Format the records below as a JSON list of strings, with each line as a separate string and blank lines omitted.

Excerpts from point annotation data:
☆ ☆ ☆ ☆ ☆ ☆ ☆

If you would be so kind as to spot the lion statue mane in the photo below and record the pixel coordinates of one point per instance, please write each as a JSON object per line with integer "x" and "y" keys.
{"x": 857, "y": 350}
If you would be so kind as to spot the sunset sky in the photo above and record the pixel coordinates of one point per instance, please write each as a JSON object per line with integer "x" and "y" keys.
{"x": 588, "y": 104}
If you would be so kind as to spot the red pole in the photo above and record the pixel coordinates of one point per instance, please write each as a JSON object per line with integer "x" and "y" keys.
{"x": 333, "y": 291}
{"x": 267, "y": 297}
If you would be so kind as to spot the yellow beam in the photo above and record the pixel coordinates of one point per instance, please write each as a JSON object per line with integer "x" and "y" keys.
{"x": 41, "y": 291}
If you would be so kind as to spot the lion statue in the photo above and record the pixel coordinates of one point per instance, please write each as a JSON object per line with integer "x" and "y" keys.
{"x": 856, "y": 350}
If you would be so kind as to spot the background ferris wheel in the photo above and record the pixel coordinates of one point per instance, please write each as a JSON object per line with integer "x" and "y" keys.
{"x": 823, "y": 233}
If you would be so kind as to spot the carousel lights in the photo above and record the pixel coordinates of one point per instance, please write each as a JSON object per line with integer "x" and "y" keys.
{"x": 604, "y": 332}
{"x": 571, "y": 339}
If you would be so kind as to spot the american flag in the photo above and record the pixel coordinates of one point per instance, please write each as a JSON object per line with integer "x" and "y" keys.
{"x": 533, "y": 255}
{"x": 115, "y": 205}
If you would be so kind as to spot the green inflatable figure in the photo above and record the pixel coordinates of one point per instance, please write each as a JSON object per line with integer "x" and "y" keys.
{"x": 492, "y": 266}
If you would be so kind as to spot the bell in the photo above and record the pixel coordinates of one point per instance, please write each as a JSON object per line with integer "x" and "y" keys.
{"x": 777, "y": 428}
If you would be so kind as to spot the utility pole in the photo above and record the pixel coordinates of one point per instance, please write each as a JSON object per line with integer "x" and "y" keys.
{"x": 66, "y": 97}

☆ ☆ ☆ ☆ ☆ ☆ ☆

-- TASK RESULT --
[
  "If you would be so kind as to spot the lion statue mane in the photo below and record the pixel coordinates of one point per instance, please write each as a JSON object per line with integer \"x\" and \"y\" keys.",
  "{\"x\": 857, \"y\": 350}",
  "If you would be so kind as to spot the sunset sky in the photo above and record the pixel coordinates of one point per instance, please write each as a JSON object per line with integer \"x\" and \"y\" keys.",
  "{\"x\": 588, \"y\": 104}",
  "If you would be so kind as to spot the red pole in the photo above and record the pixel coordinates of one point per instance, please write each as a JSON object per line with integer \"x\" and \"y\" keys.",
  "{\"x\": 333, \"y\": 291}",
  "{\"x\": 267, \"y\": 297}",
  "If you would be so kind as to spot the yellow beam in the photo above and record the pixel coordinates of one point per instance, please write each as a JSON object per line with integer \"x\" and \"y\" keys.",
  "{\"x\": 41, \"y\": 291}",
  "If you would be so kind as to spot the lion statue in the photo above and record the pixel coordinates of one point per instance, please write each as a JSON object per line with integer \"x\" and \"y\" keys.",
  "{\"x\": 856, \"y\": 350}",
  "If you would be so kind as to spot the background ferris wheel in the photo above and record the pixel coordinates of one point per instance, please write each as a JSON object per line with integer \"x\" and \"y\" keys.",
  "{\"x\": 823, \"y\": 233}",
  "If you would be so kind as to spot the carousel lights in the photo above and record the pixel coordinates of one point per instance, please write each as a JSON object per line with integer \"x\" and \"y\" keys.",
  "{\"x\": 604, \"y\": 332}",
  "{\"x\": 571, \"y\": 339}",
  "If you would be so kind as to spot the american flag in the photo above and record the pixel coordinates of one point per instance, please write each as a JSON object per line with integer \"x\" and \"y\" keys.",
  "{\"x\": 533, \"y\": 255}",
  "{\"x\": 115, \"y\": 205}",
  "If you would be so kind as to spot the green inflatable figure in the photo above and record the pixel coordinates of one point per instance, please write each as a JSON object per line with integer \"x\" and \"y\" keys.",
  "{\"x\": 492, \"y\": 266}",
  "If you would be so kind as to spot the bell in the photo above and record the pixel coordinates of one point per instance, please write each as a JSON object per line with integer \"x\" and \"y\" keys.",
  "{\"x\": 777, \"y\": 428}",
  "If you would be so kind as to spot the utility pole in the photo above and record the pixel coordinates of one point per instance, please write each as a JSON object per line with integer \"x\" and \"y\" keys.",
  "{\"x\": 66, \"y\": 97}"
]